◆ How to complete this task:
Which lines below include "logo"? Copy them all.

◆ Records for this task:
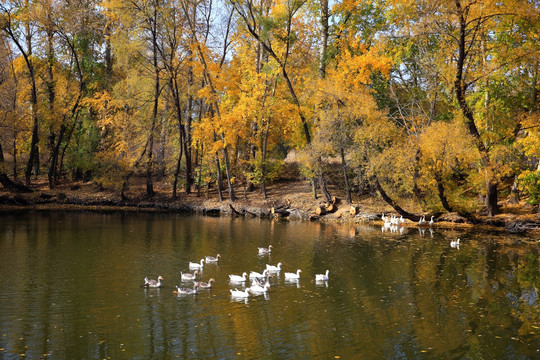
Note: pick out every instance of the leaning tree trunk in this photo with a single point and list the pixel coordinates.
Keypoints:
(392, 203)
(345, 176)
(442, 195)
(460, 87)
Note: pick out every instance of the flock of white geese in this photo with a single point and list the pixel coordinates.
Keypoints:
(260, 282)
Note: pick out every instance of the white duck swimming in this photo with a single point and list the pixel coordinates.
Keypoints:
(272, 268)
(265, 250)
(212, 259)
(204, 285)
(188, 276)
(256, 288)
(240, 293)
(254, 274)
(152, 282)
(293, 276)
(193, 265)
(186, 291)
(238, 278)
(322, 277)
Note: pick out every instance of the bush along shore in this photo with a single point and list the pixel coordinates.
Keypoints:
(291, 200)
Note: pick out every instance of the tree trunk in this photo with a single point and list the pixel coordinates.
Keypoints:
(345, 176)
(492, 199)
(392, 203)
(324, 38)
(187, 131)
(150, 161)
(460, 88)
(442, 196)
(178, 166)
(218, 178)
(15, 173)
(55, 152)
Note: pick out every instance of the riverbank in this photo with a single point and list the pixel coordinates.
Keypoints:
(291, 199)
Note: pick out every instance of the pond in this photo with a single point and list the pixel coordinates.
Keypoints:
(71, 290)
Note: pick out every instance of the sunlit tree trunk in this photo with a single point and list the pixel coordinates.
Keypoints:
(460, 88)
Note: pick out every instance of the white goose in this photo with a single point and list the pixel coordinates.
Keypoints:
(212, 259)
(256, 288)
(322, 277)
(272, 268)
(186, 291)
(240, 293)
(254, 274)
(193, 265)
(265, 250)
(238, 278)
(188, 276)
(152, 282)
(293, 276)
(204, 285)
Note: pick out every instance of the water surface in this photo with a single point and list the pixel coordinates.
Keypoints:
(71, 289)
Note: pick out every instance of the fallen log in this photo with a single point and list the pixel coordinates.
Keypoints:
(280, 212)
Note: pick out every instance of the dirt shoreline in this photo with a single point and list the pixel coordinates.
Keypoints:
(289, 200)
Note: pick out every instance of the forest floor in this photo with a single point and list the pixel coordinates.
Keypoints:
(292, 199)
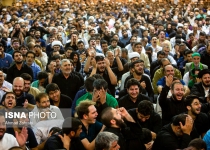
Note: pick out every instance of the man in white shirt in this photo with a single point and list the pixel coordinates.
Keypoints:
(43, 106)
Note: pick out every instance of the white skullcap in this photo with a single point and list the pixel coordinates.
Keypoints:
(133, 54)
(100, 54)
(56, 43)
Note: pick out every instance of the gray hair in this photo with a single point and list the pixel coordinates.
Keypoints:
(104, 140)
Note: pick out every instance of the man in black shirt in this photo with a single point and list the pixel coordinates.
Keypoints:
(69, 137)
(147, 117)
(129, 138)
(137, 68)
(67, 81)
(201, 123)
(175, 135)
(18, 68)
(58, 99)
(134, 96)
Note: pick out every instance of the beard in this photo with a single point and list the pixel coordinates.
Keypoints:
(206, 85)
(120, 123)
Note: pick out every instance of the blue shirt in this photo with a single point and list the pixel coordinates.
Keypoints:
(162, 82)
(93, 130)
(6, 61)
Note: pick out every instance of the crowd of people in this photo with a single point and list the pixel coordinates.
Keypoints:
(105, 76)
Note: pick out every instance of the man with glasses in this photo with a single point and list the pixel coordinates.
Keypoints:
(58, 99)
(30, 57)
(5, 59)
(166, 50)
(43, 106)
(18, 68)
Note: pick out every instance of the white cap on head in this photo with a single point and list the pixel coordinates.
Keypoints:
(133, 54)
(56, 43)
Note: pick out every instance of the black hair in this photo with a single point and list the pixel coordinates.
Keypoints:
(100, 83)
(145, 108)
(89, 84)
(189, 99)
(71, 124)
(51, 87)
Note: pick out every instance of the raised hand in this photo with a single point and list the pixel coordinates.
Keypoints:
(187, 128)
(22, 136)
(66, 140)
(169, 80)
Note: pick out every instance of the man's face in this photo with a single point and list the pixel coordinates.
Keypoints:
(110, 56)
(118, 118)
(178, 91)
(92, 115)
(16, 45)
(195, 107)
(160, 57)
(37, 51)
(81, 46)
(18, 87)
(75, 58)
(1, 51)
(104, 47)
(114, 43)
(161, 36)
(92, 43)
(2, 126)
(169, 70)
(30, 58)
(101, 66)
(1, 78)
(37, 34)
(196, 60)
(77, 134)
(133, 91)
(142, 117)
(114, 146)
(154, 40)
(66, 67)
(27, 85)
(10, 101)
(55, 95)
(44, 102)
(138, 68)
(189, 57)
(138, 48)
(56, 47)
(206, 80)
(68, 53)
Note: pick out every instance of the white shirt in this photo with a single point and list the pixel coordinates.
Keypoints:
(8, 141)
(42, 128)
(7, 85)
(35, 119)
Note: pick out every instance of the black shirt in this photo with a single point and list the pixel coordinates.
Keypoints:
(13, 72)
(167, 140)
(64, 105)
(154, 123)
(54, 143)
(20, 100)
(31, 141)
(127, 103)
(148, 90)
(69, 86)
(170, 106)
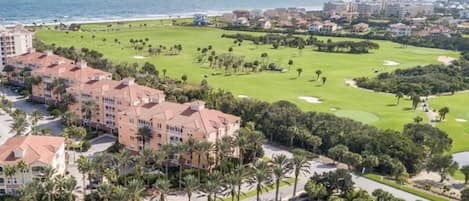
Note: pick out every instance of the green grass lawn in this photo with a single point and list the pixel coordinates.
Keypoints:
(253, 193)
(378, 109)
(405, 188)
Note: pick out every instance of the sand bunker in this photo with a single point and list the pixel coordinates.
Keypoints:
(310, 99)
(351, 83)
(390, 63)
(139, 57)
(446, 60)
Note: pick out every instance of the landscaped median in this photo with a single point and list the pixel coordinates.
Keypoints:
(252, 193)
(406, 188)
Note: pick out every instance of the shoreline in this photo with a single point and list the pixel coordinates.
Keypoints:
(91, 20)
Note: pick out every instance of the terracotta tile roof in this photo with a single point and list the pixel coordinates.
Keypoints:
(123, 90)
(185, 115)
(73, 72)
(34, 148)
(38, 59)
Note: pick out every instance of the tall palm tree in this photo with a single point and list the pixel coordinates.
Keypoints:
(280, 169)
(203, 150)
(19, 125)
(191, 183)
(191, 145)
(242, 144)
(84, 167)
(261, 176)
(164, 187)
(122, 160)
(105, 191)
(135, 190)
(10, 171)
(145, 135)
(35, 117)
(301, 165)
(70, 118)
(213, 185)
(181, 150)
(88, 109)
(22, 167)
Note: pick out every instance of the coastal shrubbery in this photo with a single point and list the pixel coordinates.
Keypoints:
(420, 80)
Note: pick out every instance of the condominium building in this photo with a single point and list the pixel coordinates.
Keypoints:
(122, 107)
(14, 42)
(400, 29)
(37, 152)
(173, 123)
(109, 98)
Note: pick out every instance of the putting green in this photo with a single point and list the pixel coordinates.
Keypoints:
(361, 116)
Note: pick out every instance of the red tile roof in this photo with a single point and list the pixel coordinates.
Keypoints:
(35, 149)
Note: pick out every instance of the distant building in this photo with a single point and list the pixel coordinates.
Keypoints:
(360, 27)
(326, 27)
(200, 20)
(14, 42)
(38, 152)
(400, 29)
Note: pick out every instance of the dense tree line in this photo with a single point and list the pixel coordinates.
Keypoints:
(456, 42)
(282, 122)
(420, 80)
(346, 46)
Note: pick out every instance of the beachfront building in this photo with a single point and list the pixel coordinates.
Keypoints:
(14, 42)
(98, 102)
(200, 20)
(37, 152)
(400, 30)
(173, 123)
(360, 28)
(55, 79)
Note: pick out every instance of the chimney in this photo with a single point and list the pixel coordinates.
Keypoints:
(19, 153)
(197, 105)
(48, 53)
(128, 81)
(82, 64)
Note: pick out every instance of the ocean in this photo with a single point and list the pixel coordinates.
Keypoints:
(50, 11)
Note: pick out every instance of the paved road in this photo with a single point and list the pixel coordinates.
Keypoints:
(316, 167)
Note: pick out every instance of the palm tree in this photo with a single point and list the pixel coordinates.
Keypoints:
(242, 143)
(318, 73)
(135, 190)
(324, 79)
(70, 118)
(10, 171)
(122, 160)
(191, 183)
(213, 185)
(88, 109)
(145, 135)
(261, 176)
(105, 191)
(301, 165)
(280, 168)
(299, 71)
(164, 186)
(399, 95)
(202, 149)
(35, 117)
(19, 125)
(84, 167)
(181, 150)
(22, 167)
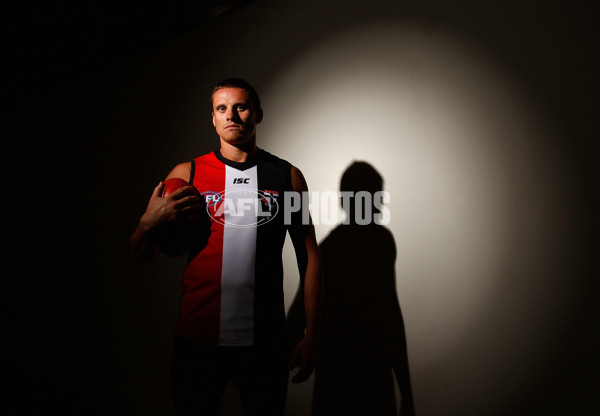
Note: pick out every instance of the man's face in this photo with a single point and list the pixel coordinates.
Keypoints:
(234, 117)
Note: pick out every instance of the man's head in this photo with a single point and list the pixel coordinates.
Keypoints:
(241, 84)
(235, 112)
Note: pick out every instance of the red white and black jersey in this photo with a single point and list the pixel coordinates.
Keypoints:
(233, 287)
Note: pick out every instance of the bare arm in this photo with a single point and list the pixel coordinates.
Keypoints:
(307, 251)
(160, 210)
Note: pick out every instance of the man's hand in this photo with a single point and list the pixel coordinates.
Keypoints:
(304, 357)
(184, 203)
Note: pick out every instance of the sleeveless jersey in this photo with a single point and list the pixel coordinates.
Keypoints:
(233, 285)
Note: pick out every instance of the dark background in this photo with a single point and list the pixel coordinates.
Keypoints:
(76, 338)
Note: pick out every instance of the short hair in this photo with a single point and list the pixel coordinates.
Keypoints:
(238, 83)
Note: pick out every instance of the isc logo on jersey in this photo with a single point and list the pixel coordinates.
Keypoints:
(211, 198)
(228, 208)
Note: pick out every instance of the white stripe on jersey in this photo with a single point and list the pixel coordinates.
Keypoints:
(238, 269)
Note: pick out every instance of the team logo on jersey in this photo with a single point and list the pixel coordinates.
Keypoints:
(241, 208)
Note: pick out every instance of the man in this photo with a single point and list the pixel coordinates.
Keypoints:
(231, 324)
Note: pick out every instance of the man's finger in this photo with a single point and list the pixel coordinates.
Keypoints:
(158, 190)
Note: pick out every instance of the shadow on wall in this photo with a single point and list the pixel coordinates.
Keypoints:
(363, 343)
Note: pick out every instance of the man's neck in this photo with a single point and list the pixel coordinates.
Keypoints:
(239, 153)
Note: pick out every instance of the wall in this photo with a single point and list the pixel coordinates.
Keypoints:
(479, 118)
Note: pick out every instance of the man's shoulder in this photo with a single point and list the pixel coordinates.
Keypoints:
(267, 157)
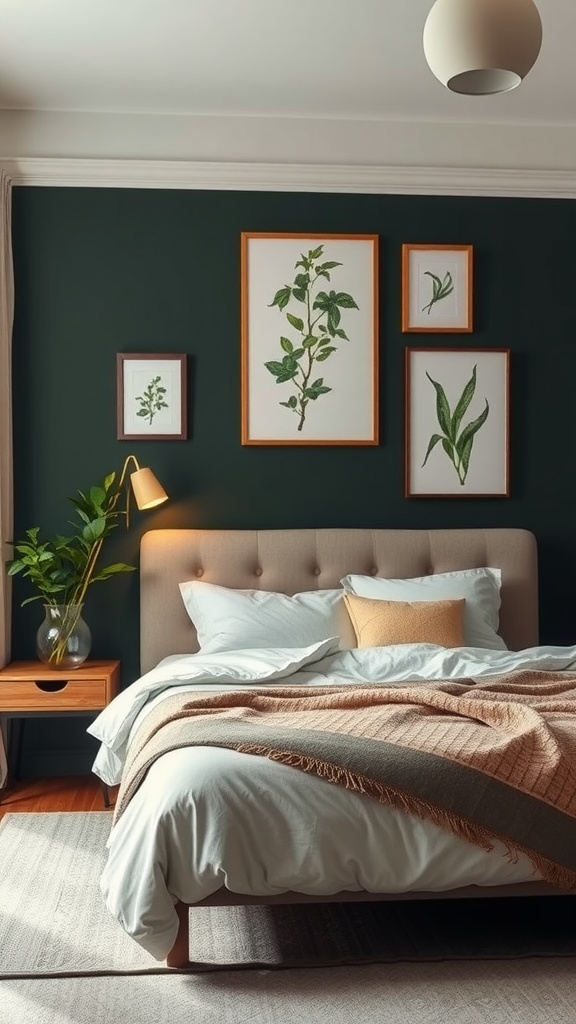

◆ Result of this exercise:
Note: pick out every instance of the isc logo on jersey in this photo with a single point and list the pixel coordinates.
Note: pick out every instance of the team logo on jersey in this photo with a single point and list the pixel coordinates.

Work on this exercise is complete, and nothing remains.